=== Data for processing ===

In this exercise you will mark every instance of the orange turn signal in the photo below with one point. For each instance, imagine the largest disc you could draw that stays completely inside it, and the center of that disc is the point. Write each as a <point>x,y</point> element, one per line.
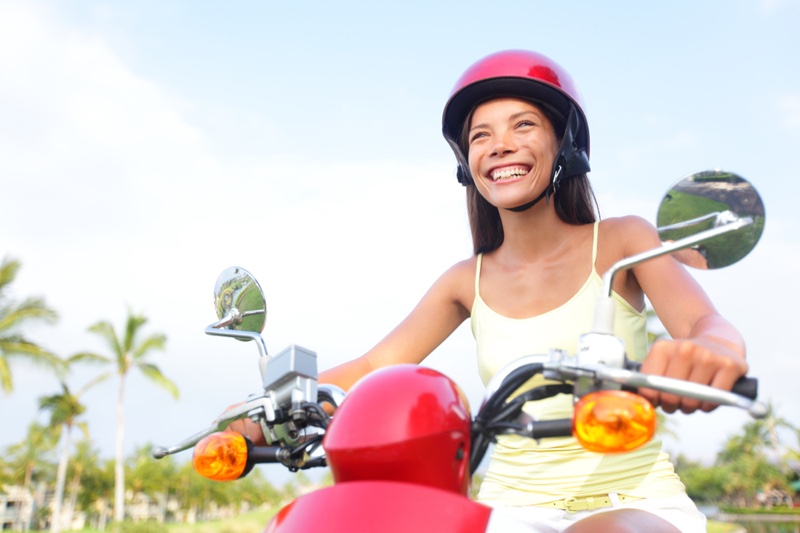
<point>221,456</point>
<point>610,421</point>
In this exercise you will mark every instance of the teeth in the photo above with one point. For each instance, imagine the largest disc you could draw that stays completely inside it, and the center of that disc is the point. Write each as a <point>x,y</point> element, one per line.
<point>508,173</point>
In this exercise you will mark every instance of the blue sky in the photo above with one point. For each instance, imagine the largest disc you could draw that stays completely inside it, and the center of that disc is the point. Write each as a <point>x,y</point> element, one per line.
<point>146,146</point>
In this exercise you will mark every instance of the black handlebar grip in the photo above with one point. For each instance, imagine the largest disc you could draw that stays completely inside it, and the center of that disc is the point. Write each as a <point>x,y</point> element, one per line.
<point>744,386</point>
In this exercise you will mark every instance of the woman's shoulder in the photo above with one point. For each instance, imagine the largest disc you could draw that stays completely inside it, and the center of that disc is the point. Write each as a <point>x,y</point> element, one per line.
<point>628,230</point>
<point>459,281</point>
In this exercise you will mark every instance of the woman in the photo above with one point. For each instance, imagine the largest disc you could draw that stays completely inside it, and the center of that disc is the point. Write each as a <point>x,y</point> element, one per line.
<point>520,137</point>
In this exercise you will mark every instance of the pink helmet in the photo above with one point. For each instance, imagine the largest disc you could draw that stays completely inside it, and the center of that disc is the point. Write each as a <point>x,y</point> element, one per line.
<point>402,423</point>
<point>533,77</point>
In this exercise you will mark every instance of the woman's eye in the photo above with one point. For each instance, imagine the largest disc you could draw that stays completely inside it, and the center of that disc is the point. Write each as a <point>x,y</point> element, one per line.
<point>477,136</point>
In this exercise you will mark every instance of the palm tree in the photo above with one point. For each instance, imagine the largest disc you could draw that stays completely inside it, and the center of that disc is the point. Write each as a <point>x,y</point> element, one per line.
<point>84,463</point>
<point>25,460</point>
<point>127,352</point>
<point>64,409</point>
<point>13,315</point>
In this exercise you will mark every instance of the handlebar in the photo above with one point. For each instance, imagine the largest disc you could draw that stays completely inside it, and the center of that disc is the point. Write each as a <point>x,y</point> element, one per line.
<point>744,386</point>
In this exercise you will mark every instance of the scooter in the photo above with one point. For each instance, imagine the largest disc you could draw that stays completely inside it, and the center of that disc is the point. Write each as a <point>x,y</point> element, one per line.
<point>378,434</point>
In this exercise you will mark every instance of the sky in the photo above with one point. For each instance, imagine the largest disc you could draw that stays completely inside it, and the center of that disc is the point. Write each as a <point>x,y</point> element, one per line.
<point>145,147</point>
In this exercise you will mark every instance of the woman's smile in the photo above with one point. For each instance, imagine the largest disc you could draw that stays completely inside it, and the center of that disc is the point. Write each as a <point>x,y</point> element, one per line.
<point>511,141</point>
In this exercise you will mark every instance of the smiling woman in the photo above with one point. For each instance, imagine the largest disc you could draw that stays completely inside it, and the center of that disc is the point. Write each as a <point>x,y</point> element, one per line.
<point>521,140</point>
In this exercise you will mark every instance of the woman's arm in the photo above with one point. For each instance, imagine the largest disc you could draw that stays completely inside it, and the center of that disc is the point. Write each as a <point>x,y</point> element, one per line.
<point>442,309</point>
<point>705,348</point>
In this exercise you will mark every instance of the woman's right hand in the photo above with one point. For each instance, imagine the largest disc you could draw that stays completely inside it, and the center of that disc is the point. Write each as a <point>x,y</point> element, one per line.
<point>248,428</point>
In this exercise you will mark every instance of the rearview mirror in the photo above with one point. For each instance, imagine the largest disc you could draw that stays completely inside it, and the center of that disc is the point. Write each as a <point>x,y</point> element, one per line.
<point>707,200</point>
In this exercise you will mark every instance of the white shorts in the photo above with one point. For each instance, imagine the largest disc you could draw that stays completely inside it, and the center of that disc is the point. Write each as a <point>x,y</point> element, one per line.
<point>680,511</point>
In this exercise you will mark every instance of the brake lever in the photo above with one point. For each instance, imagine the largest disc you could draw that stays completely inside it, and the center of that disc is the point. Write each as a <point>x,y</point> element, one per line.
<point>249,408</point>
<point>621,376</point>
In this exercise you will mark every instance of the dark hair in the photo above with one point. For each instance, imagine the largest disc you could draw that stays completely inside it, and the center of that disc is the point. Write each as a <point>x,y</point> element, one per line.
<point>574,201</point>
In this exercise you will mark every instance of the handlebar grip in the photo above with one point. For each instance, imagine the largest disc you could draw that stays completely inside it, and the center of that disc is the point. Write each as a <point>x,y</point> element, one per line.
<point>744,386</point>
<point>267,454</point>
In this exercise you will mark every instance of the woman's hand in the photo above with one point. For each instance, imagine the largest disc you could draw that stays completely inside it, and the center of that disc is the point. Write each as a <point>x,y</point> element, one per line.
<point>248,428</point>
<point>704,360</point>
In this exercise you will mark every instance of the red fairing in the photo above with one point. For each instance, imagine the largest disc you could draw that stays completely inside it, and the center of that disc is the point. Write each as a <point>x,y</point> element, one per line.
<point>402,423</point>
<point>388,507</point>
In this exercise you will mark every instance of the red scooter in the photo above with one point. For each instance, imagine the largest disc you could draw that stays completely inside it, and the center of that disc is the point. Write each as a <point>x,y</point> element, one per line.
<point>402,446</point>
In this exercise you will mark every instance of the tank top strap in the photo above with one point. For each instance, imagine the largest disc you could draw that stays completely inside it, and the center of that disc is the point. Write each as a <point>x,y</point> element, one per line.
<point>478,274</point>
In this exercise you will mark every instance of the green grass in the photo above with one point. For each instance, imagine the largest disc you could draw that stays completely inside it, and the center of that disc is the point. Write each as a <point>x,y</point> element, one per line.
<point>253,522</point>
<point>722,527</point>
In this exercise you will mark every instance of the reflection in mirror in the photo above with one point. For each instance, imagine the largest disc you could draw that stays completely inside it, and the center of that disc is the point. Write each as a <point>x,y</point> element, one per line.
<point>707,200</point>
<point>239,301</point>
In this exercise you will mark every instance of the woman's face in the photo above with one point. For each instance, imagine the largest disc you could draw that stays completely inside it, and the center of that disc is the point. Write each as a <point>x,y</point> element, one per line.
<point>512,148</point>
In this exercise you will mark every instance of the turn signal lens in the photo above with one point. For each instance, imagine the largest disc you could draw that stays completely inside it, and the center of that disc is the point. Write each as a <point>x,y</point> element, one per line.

=== What the exercise asks ===
Can you update all of the material above so that each "disc" becomes "circle" and nothing else changes? Leave the pictures out.

=== Written solution ===
In this exercise you will mark every instance of the orange turn signal in the photo below with one point. For each instance, imagine the largest circle you could draw that stays completely inside it, and the center of that circle is the point. Write each as a <point>x,y</point> element, one per line.
<point>221,456</point>
<point>610,421</point>
In this exercise you will mark every instance of the teeth in the photo above with one point. For each instance, imagine the largest circle you could draw that stays completely inside it, and the center of that circle is the point. Write each as a <point>x,y</point> element, one per line.
<point>508,173</point>
In this exercise you will mark every instance of the blue sky in the photo above with one point. For each instance, imagine the largest circle you could draw that stays completely inside it, and the center of that circle is the point. Write each as a <point>x,y</point> element, one per line.
<point>146,146</point>
In this exercise you will mark every instance of the black handlebar grip in the photo above with one point. For each instance, imagine the largest circle you could draw that stays completely inside it, and the center of that circle is the point. Write each as a <point>x,y</point> element, one per line.
<point>744,386</point>
In this exercise you will mark every instance of the woman's shoulder in the photo above with one point. For each instance, imagine the largest circle you could draw that stays completely inside it, and the center of that circle is the point. Write each as a <point>x,y</point> element, one per line.
<point>628,230</point>
<point>459,281</point>
In this exercise you will mark every instance of the woman in the photo above with one point. For each instance, imagine the largest circle you could draw that stays completely inside it, and the center of that circle is the point. Write each as a <point>x,y</point> element, one per line.
<point>520,137</point>
In this exercise you will mark every instance of the pink helmet in the photo above with one point. For each instance, imagine the largest circle you could draw that stays completely inside it, and the center of that circle is the point. Write each as a <point>x,y</point> element, one per line.
<point>402,423</point>
<point>533,77</point>
In this exercise you will mark every instance of the woman's eye in the photo above with one point. For each instance, imagine the largest circle you could draw that stays completely inside it, and the center of that circle is the point. Write each as a <point>x,y</point> element, one per line.
<point>477,136</point>
In this exercise you will mark every instance of the palm tree in the photo above with one point. For each instance, imagine the largest circle you could draw that stays completely inside it, and the center of that circle is the point. Write each as a <point>x,y</point> element, one per line.
<point>84,463</point>
<point>25,460</point>
<point>127,352</point>
<point>64,409</point>
<point>13,315</point>
In this exercise you will mark every instance of the handlebar in the photo above with one point. For each instance, imagine the largest circle you could draw that stays completely inside it, and the center of that circle is the point. Write each as a <point>x,y</point> element, one per line.
<point>744,386</point>
In this exercise you will mark every instance of the scooter in the photo above with one point. For each instance, imagine the largest circle you could draw that stays completely inside it, and the center of that circle is the point. Write each as a <point>x,y</point> element, one per line.
<point>378,434</point>
In this exercise you will mark every instance of the sky in the photo above with one point. For each instance, imagine the largest circle you could draw that stays completely inside it, and the center of that circle is the point. Write each as a <point>x,y</point> element, one per line.
<point>145,147</point>
In this exercise you will mark every instance of the woman's smile in the photo above with one point. For each instance, imagine the largest circle you could draw that stays completely inside it, and the center of that circle is the point. Write each as a <point>x,y</point> element, one per line.
<point>511,141</point>
In this exercise you will mark every instance of the smiling woman in the photo above with one point. For each instance, imagine the largest circle you could draw that stays completely inside it, and the center of that circle is the point. Write each as a <point>x,y</point> element, one per line.
<point>521,140</point>
In this exercise you will mark every instance of the woman's arm in the photo above with one point. For each instance, imagine the largest circle you could draw that stays completely inside it, and the center of that circle is the point. Write each as a <point>x,y</point> element, one per line.
<point>442,309</point>
<point>705,348</point>
In this exercise you will mark every instance of the woman's right hand in the photo above with one point. For each instance, imagine the largest circle you could draw that stays completely inside it, and the center of that circle is the point. Write each as a <point>x,y</point> element, one per line.
<point>248,428</point>
In this exercise you will mark every instance of the rearview mirror in the photo above with one point. For each instance, imagine the largest circle you could draw that stays completely inside it, and the center of that circle is the point. Write each as a <point>x,y</point> element, one per line.
<point>707,200</point>
In this exercise you will mark every instance of the white shorts in the photo above with one point. For each instance, imagine the largest circle you could draw that stays completely inside it, and the center of that circle is the point. Write each as a <point>x,y</point> element, one per line.
<point>680,511</point>
In this exercise you will mark every instance of the brake lever in the photo above with one point. For each instance, imagine the largest circle you could draw that stays completely inside it, and the center of that circle is the point. Write each as a <point>x,y</point> element, one per line.
<point>249,408</point>
<point>621,376</point>
In this exercise you will mark every instance of the dark hair in the photo above with one point. For each instance, imagine the largest circle you could draw that stays completely inside it, and the center of that circle is the point. Write each as a <point>x,y</point> element, one per line.
<point>574,201</point>
In this exercise you will mark every instance of the handlebar grip in the photo above with one point. For each instance, imagine the largest circle you could draw that stays completely inside it, and the center of that circle is the point. Write each as a <point>x,y</point> element, one per line.
<point>744,386</point>
<point>267,454</point>
In this exercise you will mark every instance of the woman's hand in the photo above with one point. For each instance, imagine the largest circle you could draw that stays completely inside it, and the center of that circle is the point. Write each as a <point>x,y</point> element, one per line.
<point>248,428</point>
<point>704,360</point>
In this exercise you will mark every instance of the red fairing in the photo above with one point. For each instance, imagine the largest circle you could draw that stays completely inside it, and the center of that circle is the point. Write each as a <point>x,y</point> element, one per line.
<point>402,423</point>
<point>388,507</point>
In this exercise you will mark every instance of the red scooter in the photo above with one point. For each instance, imagine the largest circle you could draw that stays completely inside it, and the center of that circle is the point. Write each as a <point>x,y</point> element, one per line.
<point>402,446</point>
In this exercise you will mark every instance of the tank top strap in the photo above with one point. For each instance, imagine the largest circle you could draw that stays completely inside it, and the center of that circle is the point. Write each as a <point>x,y</point> element, one per line.
<point>478,274</point>
In this exercise you will mark every instance of the green grass in the photo above with one point. For each instance, imagine the largest circle you could draw that stays completely inside it, and the center of that circle is the point. Write each as a <point>x,y</point> element, one per line.
<point>253,522</point>
<point>722,527</point>
In this exercise you will mark every instance of the reflection in mirror in the photo above with one point. For each instance, imagine the largest circle you could draw that stays completely inside it, and the center of that circle is the point. Write each as a <point>x,y</point> element, one per line.
<point>707,200</point>
<point>239,301</point>
In this exercise you will mark every instance of the woman's face in the photo above with one point. For each instance, imagine the largest circle you could draw that stays completely inside it, and the center of that circle is the point. Write each as a <point>x,y</point> element, one per line.
<point>512,148</point>
In this exercise you will mark every instance of the turn signal lens in the photo above with one point. For each instance, imagine the largest circle you could draw that stays completely inside it, and the center of that circle is the point. Write each as a <point>x,y</point> element, one per line.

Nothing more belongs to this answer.